EXCERPT:

****************

Your feet are intricate structures consisting of a quarter of all the bones in your adult body. In addition to the 52 total bones between the two feet and ankles, you also have 66 joints, 38 muscles and over 200 ligaments. These appendages are responsible for both your stability and mobility, which means they absorb a lot of stress and pressure. Given the amount of wear and tear they endure, it is no wonder as to why Dr. Harvey Danciger, DPM, has the opportunity to help treat so many foot and ankle problems on a regular basis. One of those problems is a condition known as sesamoiditis, which leads to ball of foot pain and affects two very tiny bones (sesamoids) that you probably didn’t even know you had.
Sesamoids and Tendonitis
The sesamoids in your feet differ from most of the bones in your body because they are not connected to other bones. Instead, these tiny, corn kernel-sized bones connect to tendons within your muscle. They are located on the bottom of your feet directly below your big toes. Sesamoids assist with bearing the weight of your body and allowing tendons to move smoothly. Like any other bones, these small bones can have painful issues that arise, including the development of pain in toes.
When the sesamoids are irritated and the surrounding tendons become inflamed, the result is a condition known as sesamoiditis. A form of tendonitis, this ailment typically has a gradual onset and, without early treatment, it can turn into chronic ball of foot pain.

****************

DATASET CONTENT:
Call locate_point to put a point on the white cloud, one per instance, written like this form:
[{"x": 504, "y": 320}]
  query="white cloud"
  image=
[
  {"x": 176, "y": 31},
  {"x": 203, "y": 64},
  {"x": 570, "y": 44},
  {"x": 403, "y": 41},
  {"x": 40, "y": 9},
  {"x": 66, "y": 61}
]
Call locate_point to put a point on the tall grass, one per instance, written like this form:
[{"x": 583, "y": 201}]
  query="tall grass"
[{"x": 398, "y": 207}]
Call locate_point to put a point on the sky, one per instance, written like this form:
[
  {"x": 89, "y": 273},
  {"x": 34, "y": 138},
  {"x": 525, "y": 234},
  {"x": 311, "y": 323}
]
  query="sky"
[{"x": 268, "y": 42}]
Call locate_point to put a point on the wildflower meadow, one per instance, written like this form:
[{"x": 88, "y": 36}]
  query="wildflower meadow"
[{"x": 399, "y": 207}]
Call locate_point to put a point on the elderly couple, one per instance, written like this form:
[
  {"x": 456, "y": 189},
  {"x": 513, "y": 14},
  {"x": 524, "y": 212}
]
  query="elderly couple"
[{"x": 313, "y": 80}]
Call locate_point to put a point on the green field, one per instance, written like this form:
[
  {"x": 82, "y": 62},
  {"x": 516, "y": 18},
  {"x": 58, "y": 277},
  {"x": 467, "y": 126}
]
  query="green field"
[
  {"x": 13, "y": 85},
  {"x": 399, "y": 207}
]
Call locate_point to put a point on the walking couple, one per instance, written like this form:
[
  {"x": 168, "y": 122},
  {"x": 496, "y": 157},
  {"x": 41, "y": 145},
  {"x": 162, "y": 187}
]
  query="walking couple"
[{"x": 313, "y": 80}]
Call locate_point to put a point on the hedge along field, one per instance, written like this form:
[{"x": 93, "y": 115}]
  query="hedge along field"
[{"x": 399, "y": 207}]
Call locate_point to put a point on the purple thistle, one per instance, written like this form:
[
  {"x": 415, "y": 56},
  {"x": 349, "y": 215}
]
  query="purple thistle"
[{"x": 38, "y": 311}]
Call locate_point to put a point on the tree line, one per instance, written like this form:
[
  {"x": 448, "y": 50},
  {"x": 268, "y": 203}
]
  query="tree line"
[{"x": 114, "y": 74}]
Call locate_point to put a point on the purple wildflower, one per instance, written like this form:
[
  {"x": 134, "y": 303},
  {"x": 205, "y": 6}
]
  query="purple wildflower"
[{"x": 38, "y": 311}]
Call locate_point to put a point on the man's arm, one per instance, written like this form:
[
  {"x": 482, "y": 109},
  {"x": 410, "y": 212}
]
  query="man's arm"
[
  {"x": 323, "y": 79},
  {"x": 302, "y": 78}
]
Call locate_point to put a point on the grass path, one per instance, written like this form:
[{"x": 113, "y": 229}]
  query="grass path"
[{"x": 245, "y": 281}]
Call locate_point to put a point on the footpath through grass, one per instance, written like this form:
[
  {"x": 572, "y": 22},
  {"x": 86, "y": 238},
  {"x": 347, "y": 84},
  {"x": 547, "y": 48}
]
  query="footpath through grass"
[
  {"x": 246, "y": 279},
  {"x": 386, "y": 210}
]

****************

EXERCISE REQUIREMENTS:
a. Using the passage on sesamoiditis, explain why the feet absorb a lot of stress and pressure.
b. According to the passage on sesamoiditis, where in the feet are the sesamoids located?

OUTPUTS IN ORDER:
a. The feet absorb a lot of stress and pressure because they are responsible for both stability and mobility.

b. They are on the bottom of the feet, directly below the big toes.